EXERCISE 1 = Print, unchanged, the section of the pyfolio article starting at "It is often" and ending at "in live trading.".

ARTICLE =
# # #
© Copyright Quantopian Inc.
© Modifications Copyright QuantRocket LLC
Licensed under the Creative Commons Attribution 4.0.
by Samuel Ching, Maxwell Margenot, Gus Gordon, and Delaney Mackenzie
In professional quant workflows, it is critical to demonstrate the efficacy of any portfolio through rigorous testing. This is fundamental to understanding the risk profile as well as the performance of the portfolio. As such, quants and developers often have to build in-house tools to measure these metrics. To this end, we have created a package called pyfolio. pyfolio is a Python library for performance and risk analysis of financial portfolios, available on github here. It allows us to easily generate tear sheets to analyze the risk and performance of trading algorithms as well as return streams in general.
It is often tempting to run many backtests while building an algorithm. A common pitfall is to use the success of backtests as a feedback metric to fine-tune an algorithm's parameters or features while still in the construction phase. This leads to the overfitting of the strategy to whichever time periods the user ran the backtests on. Ultimately, this results in poor performance when deployed out of sample in live trading.
As such, running backtests and generating tearsheets should only occur at the tail end of the algorithm creation lifecycle. We then get a picture of the algorithm's performance, aiding the user in deciding whether to move forward with the deployment of the algorithm or to switch to another strategy.
There are two main parts to a full pyfolio tearsheet. First, there are the performance statistics in table format. Useful metrics such as the annual return, market beta, and Sharpe ratio are all listed in this table. These metrics not only represent how well the strategy has performed during the time period of the backtest (annual rate of return), they also show the risk-adjusted return as measured by the different ratios. We will go into more detail about the meaning of these metrics.
Next, there are plots which help to visualize a variety of the performance metrics. For instance, the user can use the drawdown plots to quickly pinpoint the time periods in which the strategy performed the worst. In addition, it will help the user to see if the strategy is performing as it should - if a strategy is market neutral, but suffers significant drawdowns during crisis periods, then there are clearly issues with the strategy's design or implementation.
# # #
EXERCISE 2 = Identify each line in the records below that contains the word "lamp", and reproduce every such line in full.

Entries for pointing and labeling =
# # #
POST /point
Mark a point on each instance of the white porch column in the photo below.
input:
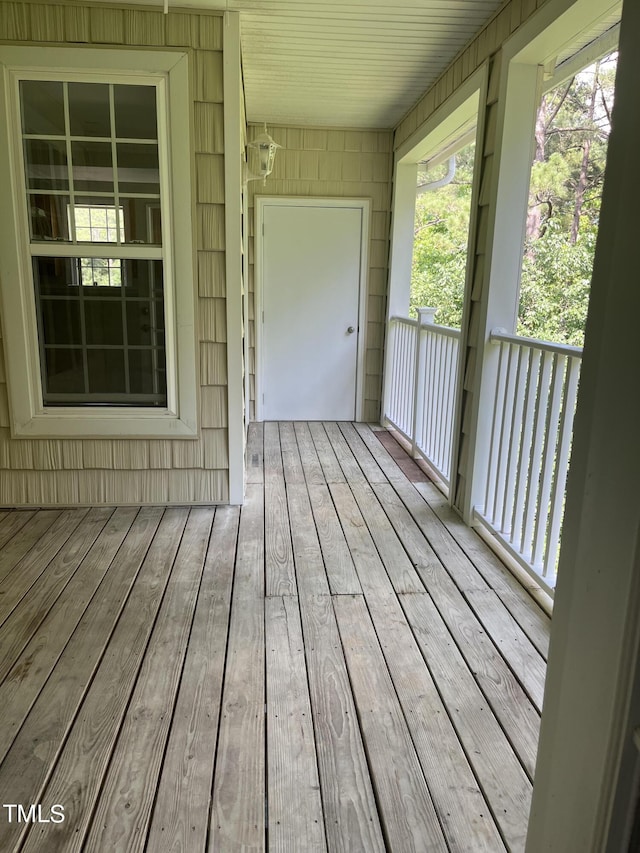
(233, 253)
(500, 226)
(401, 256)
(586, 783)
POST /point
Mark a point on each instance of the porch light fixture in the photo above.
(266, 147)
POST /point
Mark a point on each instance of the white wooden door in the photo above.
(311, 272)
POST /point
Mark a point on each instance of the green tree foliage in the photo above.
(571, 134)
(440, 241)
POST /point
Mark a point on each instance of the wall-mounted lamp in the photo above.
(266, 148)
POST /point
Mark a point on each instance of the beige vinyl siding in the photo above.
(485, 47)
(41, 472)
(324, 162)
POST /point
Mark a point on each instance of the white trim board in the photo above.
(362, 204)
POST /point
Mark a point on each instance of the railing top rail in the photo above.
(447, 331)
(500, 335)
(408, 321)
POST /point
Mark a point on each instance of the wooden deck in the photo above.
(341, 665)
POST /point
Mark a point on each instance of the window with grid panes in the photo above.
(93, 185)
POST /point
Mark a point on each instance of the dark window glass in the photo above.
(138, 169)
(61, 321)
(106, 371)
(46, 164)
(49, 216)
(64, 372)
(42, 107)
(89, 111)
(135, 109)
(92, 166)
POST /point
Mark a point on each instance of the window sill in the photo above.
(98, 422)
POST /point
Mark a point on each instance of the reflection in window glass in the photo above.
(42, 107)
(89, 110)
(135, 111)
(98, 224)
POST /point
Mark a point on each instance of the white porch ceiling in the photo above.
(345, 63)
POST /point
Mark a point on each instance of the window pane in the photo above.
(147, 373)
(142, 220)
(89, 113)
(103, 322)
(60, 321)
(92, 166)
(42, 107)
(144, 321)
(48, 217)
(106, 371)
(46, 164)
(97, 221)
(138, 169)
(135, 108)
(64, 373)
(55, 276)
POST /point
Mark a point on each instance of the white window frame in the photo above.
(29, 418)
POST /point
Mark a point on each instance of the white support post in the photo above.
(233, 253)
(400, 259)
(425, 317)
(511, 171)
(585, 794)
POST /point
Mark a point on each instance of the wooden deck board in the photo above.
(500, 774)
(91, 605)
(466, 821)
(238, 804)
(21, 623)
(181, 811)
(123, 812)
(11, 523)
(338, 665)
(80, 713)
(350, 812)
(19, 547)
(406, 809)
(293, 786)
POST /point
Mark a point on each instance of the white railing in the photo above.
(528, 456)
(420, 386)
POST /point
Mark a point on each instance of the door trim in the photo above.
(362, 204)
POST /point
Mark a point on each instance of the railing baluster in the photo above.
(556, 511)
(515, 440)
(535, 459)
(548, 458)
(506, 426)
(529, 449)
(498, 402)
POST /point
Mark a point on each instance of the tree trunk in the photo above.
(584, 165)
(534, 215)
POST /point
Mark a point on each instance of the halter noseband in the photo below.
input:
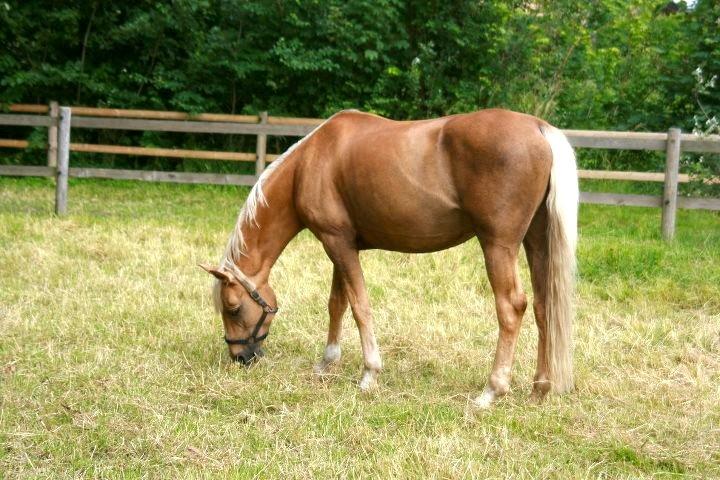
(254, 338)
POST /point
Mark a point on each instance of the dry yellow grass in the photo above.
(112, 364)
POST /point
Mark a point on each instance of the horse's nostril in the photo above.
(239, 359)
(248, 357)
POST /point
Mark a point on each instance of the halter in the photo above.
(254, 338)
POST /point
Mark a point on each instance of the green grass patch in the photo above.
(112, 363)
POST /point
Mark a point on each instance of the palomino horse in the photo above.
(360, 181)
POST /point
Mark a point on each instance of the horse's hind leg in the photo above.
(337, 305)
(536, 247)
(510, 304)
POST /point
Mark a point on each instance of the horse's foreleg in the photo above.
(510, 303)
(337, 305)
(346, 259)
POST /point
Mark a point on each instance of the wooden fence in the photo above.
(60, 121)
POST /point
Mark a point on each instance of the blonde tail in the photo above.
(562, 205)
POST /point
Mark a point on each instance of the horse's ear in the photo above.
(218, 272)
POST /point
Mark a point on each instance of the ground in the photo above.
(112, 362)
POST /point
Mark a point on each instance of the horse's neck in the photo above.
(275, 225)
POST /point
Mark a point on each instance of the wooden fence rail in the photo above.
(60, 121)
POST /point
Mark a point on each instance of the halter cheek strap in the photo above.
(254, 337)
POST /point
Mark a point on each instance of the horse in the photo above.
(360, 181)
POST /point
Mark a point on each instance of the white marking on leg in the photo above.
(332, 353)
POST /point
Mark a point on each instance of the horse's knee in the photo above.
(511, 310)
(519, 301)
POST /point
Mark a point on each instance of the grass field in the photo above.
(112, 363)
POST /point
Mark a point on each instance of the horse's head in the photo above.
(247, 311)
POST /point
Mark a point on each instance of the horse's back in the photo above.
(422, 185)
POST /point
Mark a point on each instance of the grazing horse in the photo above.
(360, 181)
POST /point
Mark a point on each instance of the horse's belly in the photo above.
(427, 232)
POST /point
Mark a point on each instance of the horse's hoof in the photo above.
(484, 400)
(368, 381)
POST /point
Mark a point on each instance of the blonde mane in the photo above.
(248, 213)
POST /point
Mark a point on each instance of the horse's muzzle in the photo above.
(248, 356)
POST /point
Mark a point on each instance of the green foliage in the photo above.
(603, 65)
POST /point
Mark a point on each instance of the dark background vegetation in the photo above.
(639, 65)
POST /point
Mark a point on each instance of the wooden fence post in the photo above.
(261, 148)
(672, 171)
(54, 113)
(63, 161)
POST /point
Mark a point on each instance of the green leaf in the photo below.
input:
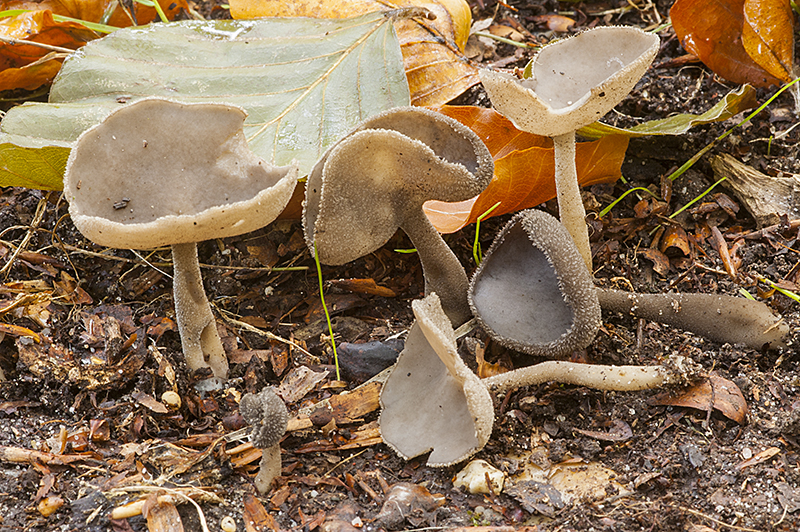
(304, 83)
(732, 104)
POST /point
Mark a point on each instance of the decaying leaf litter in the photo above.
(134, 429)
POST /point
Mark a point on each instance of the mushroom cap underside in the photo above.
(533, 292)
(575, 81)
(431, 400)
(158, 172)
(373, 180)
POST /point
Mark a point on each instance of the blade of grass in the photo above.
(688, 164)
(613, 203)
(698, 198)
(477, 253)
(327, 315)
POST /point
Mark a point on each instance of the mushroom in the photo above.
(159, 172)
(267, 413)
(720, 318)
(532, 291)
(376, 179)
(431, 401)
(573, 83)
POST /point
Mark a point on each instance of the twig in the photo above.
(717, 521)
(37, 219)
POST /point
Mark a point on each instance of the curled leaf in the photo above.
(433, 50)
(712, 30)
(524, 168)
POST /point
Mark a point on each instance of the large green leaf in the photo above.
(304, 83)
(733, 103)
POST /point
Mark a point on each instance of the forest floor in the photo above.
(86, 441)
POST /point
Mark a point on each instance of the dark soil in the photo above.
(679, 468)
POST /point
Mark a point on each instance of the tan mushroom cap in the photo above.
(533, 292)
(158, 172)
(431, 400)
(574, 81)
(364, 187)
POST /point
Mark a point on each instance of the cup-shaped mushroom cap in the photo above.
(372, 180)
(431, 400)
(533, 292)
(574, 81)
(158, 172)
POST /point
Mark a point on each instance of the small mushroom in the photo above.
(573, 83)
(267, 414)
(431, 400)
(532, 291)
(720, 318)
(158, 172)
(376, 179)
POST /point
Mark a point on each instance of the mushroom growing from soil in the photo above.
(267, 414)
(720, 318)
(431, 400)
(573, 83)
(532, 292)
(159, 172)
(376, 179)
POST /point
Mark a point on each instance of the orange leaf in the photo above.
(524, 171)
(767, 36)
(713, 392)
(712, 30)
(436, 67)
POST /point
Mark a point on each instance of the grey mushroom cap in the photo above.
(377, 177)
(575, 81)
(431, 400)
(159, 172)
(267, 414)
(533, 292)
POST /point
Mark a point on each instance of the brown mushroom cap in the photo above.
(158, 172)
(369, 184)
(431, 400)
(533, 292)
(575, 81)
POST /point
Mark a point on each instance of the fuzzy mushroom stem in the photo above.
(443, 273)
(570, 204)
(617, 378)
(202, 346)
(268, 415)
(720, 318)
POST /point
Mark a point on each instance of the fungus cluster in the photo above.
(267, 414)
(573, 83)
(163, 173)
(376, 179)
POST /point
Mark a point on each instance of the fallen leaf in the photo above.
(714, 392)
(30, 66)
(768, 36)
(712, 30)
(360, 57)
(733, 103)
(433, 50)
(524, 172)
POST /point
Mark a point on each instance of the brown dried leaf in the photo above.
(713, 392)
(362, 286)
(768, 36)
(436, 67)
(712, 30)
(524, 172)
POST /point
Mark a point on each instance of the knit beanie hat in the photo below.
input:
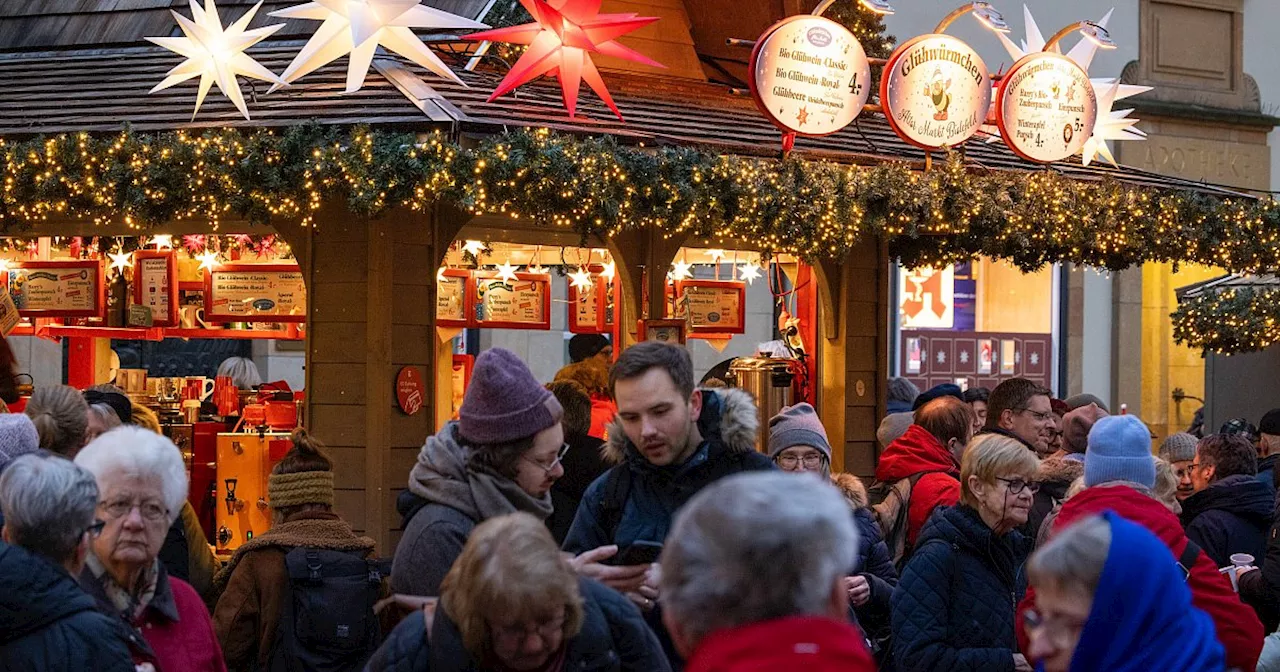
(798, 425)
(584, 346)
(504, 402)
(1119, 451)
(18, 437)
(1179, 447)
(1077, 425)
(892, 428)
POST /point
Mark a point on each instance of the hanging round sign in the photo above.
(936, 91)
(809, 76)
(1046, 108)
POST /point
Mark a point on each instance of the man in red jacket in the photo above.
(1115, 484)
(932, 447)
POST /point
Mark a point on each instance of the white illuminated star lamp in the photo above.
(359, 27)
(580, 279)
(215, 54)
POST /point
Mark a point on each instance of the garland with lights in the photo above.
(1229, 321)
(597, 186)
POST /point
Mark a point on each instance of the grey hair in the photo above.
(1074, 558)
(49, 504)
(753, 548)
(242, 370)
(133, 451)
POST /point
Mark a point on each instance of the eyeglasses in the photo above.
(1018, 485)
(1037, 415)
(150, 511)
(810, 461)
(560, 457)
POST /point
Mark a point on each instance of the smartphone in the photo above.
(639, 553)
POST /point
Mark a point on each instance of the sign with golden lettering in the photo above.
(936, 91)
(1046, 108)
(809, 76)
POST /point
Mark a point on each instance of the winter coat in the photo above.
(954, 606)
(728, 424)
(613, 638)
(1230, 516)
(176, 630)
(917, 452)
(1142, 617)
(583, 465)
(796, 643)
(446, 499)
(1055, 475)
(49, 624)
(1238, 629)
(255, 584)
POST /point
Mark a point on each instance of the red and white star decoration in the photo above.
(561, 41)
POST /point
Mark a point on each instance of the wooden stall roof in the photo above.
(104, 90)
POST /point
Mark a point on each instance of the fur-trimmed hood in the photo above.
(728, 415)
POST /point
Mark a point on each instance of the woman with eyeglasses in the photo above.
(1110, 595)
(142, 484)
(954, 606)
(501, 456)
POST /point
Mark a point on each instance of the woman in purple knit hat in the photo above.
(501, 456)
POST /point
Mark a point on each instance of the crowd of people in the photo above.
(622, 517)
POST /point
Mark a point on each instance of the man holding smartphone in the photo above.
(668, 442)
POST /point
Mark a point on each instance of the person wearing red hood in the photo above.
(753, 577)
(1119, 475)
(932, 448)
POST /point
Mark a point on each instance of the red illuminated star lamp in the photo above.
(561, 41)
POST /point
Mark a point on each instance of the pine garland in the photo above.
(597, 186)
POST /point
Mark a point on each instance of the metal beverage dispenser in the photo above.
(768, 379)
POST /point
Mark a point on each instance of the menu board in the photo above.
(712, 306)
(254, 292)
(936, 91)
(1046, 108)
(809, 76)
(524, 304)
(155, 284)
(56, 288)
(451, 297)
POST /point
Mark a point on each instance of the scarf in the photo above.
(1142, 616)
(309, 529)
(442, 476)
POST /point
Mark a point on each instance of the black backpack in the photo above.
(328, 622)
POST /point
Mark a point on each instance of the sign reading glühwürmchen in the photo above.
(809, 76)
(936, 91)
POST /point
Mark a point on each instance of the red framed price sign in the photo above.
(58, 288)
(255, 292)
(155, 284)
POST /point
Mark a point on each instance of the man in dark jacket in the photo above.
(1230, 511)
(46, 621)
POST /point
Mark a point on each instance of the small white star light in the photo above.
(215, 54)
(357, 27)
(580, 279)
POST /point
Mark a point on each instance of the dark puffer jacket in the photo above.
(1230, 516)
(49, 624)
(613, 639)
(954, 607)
# # #
OUTPUT 1 =
It is often tempting to run many backtests while building an algorithm. A common pitfall is to use the success of backtests as a feedback metric to fine-tune an algorithm's parameters or features while still in the construction phase. This leads to the overfitting of the strategy to whichever time periods the user ran the backtests on. Ultimately, this results in poor performance when deployed out of sample in live trading.

OUTPUT 2 =
Mark a point on each instance of the wall-mounted lamp in the photo above.
Mark a point on each instance of the white illuminated star lamp in the photo above.
Mark a point on each instance of the red illuminated star lamp in the photo above.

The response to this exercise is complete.